Registros de marcação da posição de objetos

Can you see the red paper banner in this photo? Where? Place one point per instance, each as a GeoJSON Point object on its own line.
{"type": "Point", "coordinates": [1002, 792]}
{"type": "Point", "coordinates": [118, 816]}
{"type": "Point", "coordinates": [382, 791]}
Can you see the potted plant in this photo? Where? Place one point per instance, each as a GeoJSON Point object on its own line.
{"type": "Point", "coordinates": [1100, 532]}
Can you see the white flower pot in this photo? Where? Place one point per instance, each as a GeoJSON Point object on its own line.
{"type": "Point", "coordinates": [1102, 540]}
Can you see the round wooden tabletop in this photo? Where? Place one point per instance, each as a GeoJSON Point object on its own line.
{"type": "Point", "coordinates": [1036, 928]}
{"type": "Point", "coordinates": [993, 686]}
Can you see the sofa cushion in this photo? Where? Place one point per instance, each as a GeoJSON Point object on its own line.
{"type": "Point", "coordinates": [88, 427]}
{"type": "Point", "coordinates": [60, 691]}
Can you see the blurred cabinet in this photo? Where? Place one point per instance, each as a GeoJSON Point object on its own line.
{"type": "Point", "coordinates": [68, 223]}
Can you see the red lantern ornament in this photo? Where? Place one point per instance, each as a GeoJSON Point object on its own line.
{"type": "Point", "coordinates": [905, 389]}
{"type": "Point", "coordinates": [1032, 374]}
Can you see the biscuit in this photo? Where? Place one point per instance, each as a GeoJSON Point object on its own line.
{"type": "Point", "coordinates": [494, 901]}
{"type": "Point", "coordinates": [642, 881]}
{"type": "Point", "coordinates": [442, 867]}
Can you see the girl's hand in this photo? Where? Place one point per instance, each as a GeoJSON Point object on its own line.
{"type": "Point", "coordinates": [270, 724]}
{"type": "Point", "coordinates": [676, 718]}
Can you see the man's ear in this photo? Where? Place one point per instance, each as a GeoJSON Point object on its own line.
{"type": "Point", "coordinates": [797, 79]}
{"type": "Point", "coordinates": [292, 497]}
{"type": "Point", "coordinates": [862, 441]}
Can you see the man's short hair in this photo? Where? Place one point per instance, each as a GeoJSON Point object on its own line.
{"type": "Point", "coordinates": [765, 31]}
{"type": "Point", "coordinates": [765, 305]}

Desafio — Escreva de novo os registros da linha com "Can you see the man's ear" até o fim, pedidos incluídos, e desloque cada coordenada das respostas somando 84 a ela.

Resposta escrita —
Can you see the man's ear in this photo? Where? Place one point per instance, each as a GeoJSON Point object on its own line.
{"type": "Point", "coordinates": [881, 163]}
{"type": "Point", "coordinates": [376, 581]}
{"type": "Point", "coordinates": [946, 525]}
Can you see the man's short hair in this photo? Where? Place one point per instance, each as a GeoJSON Point object on its own line.
{"type": "Point", "coordinates": [849, 115]}
{"type": "Point", "coordinates": [849, 389]}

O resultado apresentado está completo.